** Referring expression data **
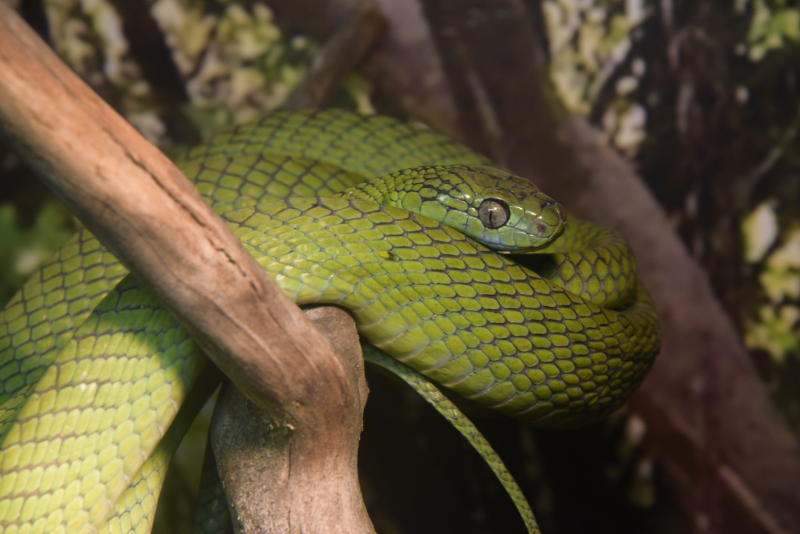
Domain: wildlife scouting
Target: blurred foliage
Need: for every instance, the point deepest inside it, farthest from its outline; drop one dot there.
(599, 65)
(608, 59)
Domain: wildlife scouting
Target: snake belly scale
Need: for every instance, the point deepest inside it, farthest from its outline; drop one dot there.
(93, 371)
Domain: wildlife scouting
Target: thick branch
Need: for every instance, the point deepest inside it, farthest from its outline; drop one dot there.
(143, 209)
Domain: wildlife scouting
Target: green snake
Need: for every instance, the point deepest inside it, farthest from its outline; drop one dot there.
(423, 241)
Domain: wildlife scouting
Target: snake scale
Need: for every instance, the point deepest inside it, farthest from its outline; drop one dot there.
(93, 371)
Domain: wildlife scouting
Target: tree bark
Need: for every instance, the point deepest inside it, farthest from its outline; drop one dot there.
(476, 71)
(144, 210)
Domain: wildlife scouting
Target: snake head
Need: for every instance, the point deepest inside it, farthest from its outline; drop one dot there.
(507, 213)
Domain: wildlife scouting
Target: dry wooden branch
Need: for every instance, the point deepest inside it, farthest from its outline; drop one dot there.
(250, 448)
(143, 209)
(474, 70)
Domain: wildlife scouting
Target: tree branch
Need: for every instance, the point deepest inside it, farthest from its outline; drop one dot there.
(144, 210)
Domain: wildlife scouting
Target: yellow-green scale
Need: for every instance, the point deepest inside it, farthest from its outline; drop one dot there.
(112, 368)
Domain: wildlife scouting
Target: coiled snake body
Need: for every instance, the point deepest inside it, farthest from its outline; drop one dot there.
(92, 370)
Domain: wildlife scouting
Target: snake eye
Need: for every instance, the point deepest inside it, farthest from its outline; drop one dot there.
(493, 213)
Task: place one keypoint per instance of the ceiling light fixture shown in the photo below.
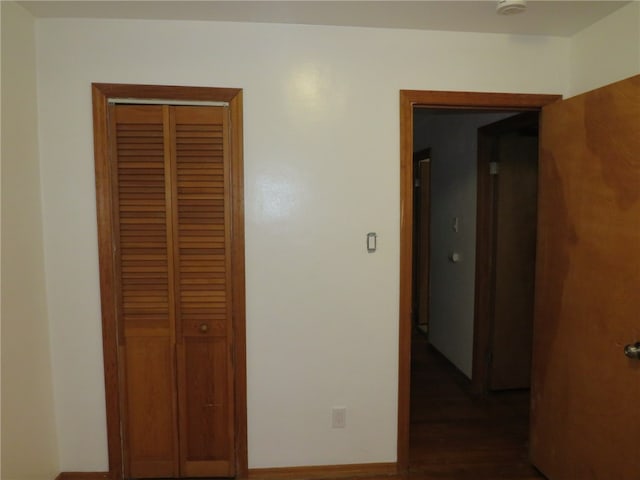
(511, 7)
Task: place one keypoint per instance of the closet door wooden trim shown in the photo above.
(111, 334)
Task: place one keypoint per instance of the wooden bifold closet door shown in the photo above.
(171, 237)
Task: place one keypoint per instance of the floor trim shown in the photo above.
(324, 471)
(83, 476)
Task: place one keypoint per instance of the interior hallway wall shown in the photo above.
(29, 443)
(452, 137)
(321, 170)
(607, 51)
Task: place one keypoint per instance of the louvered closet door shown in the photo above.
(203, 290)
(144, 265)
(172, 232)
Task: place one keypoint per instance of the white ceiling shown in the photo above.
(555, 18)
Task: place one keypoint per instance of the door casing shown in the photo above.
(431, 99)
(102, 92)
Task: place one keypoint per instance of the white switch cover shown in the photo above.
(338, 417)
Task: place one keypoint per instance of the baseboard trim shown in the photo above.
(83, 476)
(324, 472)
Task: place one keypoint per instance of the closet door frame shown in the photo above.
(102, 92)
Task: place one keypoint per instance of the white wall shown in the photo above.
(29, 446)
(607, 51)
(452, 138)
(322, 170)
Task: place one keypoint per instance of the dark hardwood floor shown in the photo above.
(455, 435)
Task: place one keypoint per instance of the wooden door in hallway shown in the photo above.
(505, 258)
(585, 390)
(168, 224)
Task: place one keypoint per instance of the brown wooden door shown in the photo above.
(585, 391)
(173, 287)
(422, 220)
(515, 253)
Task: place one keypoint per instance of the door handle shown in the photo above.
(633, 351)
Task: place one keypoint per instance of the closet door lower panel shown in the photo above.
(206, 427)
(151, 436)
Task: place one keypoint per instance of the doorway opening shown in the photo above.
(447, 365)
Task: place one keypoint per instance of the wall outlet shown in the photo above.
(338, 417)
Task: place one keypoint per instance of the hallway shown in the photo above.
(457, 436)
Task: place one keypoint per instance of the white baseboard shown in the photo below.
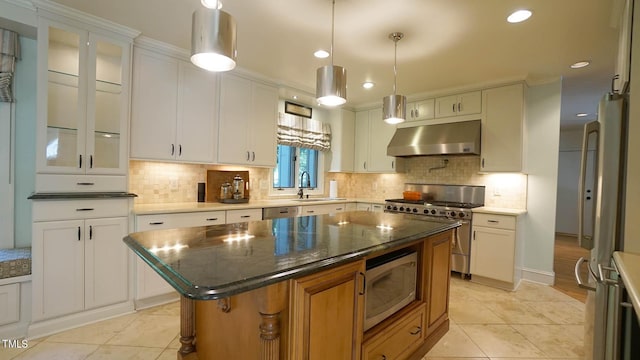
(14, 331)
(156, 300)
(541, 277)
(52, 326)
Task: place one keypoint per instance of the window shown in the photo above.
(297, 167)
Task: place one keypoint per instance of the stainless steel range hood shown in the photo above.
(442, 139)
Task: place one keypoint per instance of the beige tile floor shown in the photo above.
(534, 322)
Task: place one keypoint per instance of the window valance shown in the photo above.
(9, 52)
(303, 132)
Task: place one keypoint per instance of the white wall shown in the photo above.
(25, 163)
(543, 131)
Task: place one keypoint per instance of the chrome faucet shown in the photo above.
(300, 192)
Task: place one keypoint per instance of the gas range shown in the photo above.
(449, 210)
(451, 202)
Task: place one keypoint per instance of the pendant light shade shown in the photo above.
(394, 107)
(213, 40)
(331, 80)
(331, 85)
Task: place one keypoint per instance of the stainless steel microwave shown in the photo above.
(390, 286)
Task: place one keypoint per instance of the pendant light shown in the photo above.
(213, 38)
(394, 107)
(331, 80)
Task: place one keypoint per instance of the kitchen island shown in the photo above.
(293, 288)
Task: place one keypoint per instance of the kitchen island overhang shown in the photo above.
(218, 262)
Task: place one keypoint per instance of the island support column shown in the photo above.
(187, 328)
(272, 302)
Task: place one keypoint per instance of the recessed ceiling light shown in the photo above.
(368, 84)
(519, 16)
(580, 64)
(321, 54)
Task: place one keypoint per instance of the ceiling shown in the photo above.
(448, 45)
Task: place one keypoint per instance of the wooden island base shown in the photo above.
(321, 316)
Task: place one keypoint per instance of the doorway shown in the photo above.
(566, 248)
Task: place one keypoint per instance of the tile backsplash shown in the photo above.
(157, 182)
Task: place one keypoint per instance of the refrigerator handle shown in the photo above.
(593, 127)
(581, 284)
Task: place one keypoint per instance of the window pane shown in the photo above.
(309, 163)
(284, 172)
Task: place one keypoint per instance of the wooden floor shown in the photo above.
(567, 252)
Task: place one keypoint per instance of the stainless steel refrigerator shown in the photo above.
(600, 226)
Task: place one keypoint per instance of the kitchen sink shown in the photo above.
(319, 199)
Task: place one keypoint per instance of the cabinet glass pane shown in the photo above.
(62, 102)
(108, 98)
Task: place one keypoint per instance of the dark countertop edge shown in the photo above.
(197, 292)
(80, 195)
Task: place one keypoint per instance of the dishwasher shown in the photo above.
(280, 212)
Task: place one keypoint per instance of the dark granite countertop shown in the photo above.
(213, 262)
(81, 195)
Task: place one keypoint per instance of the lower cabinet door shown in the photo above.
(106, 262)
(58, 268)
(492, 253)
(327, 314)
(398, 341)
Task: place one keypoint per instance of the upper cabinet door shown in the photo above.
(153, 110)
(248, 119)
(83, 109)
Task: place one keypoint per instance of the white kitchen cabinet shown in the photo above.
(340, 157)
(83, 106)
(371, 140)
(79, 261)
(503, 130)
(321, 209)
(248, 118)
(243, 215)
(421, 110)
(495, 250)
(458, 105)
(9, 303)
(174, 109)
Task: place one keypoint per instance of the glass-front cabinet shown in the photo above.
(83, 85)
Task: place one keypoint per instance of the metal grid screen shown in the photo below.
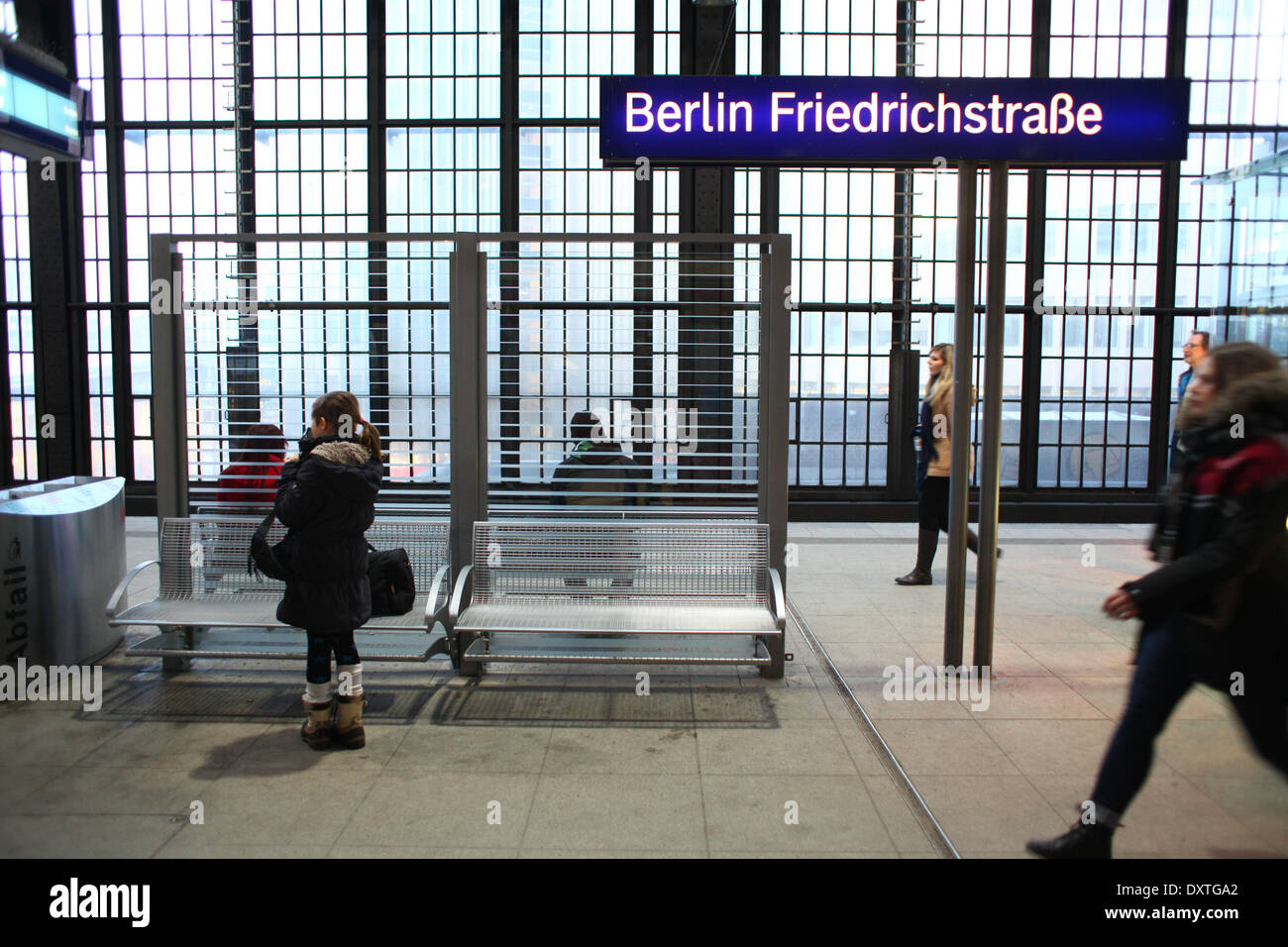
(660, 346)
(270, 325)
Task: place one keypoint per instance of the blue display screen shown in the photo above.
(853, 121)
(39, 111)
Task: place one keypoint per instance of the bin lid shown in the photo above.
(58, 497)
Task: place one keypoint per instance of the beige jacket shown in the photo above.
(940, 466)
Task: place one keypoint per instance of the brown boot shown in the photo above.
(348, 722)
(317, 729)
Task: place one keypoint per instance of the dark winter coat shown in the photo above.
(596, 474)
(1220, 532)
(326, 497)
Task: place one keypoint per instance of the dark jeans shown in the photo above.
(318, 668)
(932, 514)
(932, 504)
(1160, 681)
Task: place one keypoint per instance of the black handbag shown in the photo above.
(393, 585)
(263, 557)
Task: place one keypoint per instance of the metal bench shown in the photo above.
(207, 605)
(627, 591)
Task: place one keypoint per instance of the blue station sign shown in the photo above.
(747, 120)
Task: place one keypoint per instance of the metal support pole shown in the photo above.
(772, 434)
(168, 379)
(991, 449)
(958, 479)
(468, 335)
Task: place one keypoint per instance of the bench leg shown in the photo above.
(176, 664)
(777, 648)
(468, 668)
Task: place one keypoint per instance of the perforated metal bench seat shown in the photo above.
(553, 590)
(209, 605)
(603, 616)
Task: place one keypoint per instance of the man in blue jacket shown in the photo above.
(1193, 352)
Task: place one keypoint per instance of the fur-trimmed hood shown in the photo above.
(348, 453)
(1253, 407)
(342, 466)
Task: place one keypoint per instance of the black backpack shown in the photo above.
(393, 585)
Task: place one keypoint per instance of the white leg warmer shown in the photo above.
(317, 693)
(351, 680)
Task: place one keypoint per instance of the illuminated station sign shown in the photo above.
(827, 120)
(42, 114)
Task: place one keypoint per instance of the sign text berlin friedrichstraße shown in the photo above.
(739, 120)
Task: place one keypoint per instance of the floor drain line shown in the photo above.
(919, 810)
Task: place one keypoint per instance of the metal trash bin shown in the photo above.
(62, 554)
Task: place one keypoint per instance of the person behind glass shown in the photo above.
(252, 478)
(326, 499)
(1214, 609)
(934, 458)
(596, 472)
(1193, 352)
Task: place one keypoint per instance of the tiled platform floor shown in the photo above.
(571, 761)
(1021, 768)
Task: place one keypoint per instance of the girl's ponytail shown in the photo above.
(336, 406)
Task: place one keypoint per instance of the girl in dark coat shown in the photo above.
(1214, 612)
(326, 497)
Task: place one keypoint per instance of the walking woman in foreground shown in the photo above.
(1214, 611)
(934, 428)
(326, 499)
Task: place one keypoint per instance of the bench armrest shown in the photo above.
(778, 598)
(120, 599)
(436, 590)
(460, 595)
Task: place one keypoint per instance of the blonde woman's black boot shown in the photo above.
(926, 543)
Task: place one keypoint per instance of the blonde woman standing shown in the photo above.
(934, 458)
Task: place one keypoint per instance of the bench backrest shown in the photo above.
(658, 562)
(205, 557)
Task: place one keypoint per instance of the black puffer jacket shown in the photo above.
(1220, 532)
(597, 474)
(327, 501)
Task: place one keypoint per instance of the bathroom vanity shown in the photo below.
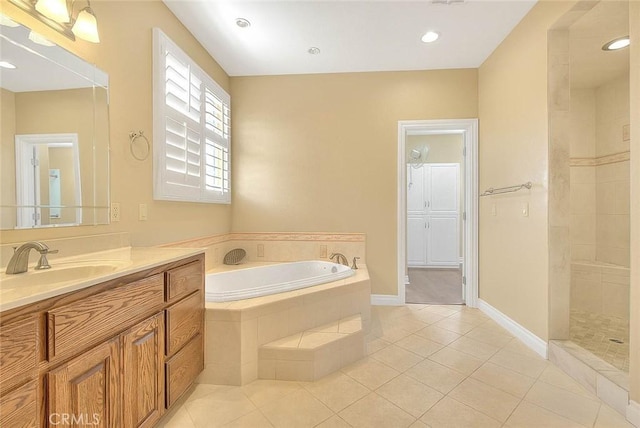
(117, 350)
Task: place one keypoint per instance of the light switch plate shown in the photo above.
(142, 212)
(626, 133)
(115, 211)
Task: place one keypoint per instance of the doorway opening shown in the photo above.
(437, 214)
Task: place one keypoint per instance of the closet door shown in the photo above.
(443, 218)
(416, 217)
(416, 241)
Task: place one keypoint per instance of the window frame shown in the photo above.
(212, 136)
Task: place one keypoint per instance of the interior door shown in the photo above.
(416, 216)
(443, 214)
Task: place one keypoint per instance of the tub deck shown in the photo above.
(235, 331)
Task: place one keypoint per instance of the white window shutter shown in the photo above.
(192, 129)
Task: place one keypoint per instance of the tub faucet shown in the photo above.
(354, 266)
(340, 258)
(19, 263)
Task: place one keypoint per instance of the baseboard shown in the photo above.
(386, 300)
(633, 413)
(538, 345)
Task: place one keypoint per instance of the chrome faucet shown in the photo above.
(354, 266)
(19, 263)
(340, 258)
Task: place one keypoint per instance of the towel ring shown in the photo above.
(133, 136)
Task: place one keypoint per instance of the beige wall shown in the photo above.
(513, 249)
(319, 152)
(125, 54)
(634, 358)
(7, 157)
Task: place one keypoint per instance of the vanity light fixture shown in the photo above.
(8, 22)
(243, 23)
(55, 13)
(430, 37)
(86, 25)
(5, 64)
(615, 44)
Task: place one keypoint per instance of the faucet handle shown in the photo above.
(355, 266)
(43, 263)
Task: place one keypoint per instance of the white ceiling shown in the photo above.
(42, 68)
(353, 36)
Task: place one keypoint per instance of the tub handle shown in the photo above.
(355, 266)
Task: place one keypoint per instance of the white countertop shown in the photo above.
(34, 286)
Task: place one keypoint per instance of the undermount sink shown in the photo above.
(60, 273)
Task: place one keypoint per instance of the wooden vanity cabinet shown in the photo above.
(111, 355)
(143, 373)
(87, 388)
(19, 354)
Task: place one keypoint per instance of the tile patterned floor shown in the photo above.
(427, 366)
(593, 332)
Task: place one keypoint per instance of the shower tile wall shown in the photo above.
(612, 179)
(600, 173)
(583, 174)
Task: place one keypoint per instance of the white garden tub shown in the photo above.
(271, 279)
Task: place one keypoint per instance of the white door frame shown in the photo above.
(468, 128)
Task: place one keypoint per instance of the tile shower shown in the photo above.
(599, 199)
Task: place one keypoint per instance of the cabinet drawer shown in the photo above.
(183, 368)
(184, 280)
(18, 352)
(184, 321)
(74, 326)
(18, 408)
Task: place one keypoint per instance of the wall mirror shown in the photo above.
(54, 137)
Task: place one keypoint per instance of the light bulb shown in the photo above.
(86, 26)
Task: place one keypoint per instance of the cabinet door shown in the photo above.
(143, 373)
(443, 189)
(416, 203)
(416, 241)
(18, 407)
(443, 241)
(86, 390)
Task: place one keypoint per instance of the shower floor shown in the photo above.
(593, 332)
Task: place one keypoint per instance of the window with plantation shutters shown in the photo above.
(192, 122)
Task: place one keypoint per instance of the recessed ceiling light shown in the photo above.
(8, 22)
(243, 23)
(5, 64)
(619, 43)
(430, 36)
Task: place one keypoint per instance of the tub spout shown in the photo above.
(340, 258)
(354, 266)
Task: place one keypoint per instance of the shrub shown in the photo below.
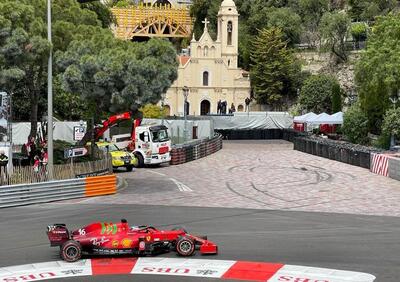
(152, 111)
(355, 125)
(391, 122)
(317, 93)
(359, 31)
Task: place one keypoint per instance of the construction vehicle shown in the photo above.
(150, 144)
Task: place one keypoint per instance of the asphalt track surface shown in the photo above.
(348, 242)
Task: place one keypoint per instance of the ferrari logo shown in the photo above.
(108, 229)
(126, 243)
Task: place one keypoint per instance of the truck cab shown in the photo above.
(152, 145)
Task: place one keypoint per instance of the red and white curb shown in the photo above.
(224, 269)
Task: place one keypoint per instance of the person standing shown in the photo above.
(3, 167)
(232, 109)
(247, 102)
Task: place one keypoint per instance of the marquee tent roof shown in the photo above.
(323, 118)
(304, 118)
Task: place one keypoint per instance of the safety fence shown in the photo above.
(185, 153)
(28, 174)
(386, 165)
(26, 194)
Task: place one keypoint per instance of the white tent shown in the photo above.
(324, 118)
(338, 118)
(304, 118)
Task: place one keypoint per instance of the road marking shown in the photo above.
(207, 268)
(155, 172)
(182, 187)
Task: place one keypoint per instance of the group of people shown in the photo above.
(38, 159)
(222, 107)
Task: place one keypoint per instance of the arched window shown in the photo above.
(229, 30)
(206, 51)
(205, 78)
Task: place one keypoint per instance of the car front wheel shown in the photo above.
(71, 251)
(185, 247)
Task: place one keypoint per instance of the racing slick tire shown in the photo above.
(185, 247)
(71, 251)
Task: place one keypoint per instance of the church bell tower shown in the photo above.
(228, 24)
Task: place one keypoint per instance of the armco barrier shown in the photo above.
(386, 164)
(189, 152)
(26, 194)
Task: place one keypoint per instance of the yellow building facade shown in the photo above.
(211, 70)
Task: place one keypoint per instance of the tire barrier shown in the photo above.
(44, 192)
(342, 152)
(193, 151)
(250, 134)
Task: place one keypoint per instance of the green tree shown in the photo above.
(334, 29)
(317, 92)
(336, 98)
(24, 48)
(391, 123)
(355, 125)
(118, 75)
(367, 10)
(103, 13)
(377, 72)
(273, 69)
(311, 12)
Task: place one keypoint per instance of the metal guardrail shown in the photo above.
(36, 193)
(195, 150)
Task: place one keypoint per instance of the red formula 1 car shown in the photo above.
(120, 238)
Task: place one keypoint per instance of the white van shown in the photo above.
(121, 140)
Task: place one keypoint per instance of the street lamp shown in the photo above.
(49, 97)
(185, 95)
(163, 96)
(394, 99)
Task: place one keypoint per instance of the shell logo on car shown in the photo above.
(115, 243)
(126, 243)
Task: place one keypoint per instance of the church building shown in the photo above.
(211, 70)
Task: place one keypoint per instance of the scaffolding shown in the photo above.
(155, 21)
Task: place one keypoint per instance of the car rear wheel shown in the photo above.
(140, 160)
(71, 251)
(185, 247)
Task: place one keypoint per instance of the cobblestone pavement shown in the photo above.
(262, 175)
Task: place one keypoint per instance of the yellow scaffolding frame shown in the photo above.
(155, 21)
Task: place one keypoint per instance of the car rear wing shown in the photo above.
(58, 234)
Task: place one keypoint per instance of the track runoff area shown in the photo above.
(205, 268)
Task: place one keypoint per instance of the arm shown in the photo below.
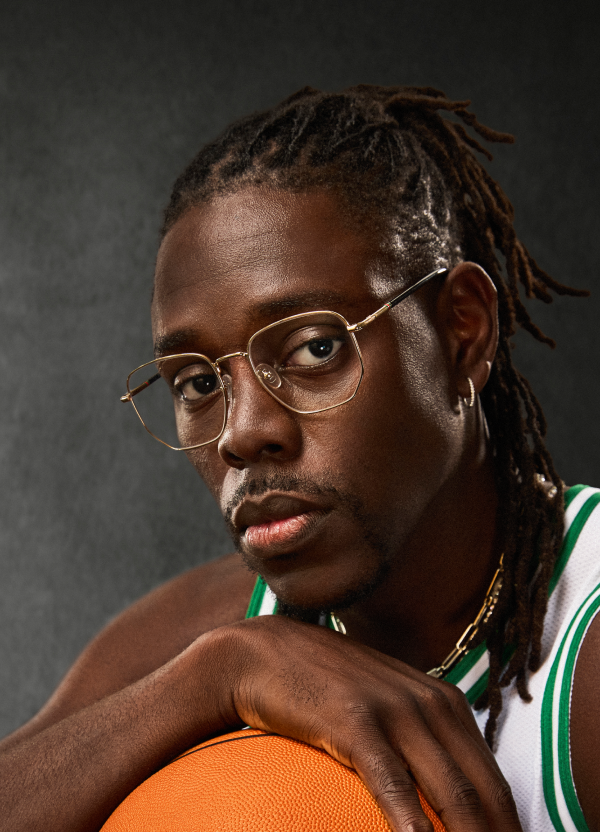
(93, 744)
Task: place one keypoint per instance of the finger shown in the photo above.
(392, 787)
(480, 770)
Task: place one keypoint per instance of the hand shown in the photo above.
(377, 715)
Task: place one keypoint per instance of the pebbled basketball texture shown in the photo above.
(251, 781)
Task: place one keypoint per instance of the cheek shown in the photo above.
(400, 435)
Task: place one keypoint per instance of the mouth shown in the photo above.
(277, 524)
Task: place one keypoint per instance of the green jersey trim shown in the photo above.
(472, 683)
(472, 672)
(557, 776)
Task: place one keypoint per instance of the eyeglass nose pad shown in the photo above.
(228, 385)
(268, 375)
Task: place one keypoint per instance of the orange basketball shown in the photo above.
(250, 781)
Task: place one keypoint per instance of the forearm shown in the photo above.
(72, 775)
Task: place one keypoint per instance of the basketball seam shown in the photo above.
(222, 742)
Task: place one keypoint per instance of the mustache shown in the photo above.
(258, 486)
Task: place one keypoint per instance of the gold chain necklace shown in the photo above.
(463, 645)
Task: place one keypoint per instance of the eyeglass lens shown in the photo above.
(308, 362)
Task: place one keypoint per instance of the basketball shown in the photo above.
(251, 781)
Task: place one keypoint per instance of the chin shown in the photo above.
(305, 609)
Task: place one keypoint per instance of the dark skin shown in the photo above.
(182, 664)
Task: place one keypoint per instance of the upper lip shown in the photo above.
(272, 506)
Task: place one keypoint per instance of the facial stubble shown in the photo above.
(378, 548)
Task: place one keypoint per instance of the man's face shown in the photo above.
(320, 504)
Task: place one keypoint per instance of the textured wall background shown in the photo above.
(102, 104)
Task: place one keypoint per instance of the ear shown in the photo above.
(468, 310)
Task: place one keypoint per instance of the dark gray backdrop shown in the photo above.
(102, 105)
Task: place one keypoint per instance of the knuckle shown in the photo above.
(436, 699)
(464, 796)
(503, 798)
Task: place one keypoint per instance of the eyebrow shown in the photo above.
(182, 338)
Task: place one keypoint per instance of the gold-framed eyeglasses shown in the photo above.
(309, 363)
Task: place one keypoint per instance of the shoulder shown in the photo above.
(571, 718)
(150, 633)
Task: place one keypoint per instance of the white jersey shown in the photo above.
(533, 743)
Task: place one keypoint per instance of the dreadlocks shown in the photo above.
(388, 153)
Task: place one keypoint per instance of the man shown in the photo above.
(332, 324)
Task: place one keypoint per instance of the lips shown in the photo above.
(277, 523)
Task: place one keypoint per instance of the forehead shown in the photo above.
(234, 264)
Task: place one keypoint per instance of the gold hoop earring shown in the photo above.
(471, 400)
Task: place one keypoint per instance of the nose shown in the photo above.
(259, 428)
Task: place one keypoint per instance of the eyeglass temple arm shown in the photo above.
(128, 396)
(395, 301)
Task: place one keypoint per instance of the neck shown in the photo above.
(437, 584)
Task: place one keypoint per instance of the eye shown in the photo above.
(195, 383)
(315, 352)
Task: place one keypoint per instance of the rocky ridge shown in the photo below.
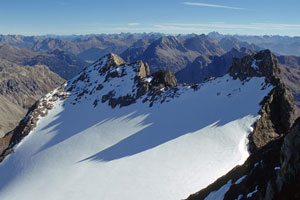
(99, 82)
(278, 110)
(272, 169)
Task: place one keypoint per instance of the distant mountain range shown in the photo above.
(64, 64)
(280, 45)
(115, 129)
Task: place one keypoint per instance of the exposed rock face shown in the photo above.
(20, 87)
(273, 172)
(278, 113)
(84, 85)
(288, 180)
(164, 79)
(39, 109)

** TASK GOAL **
Look above for the line with "Target: snake belly scale" and the line with "Target: snake head". Retype those two lines and every line between them exactly, adding nothing.

** RESPONSE FOR THIS EXERCISE **
Target: snake belly scale
Need: for every instance, the point deepest inside it, farthest from its outline; drop one dot there.
(93, 371)
Domain: wildlife scouting
Target: thick branch
Need: for every instance, the point deepest inside it, farthest from its outline; drop one dot there.
(143, 209)
Domain: wildlife scouting
Target: green snake
Need: for every instance, the point deepest inside it, farthest from its outline; drop one dot there.
(423, 241)
Domain: wildlife scouting
Target: snake scale
Need: for every instance, the point deepest inside it, farthest from its outline; drop one dot there.
(93, 371)
Domain: wildlife scouting
Target: tree bark
Need: for every instance, the point deepest inside it, farthest from its outline; drop one dot there.
(476, 71)
(144, 210)
Domain: wildlife scouting
Target: snake head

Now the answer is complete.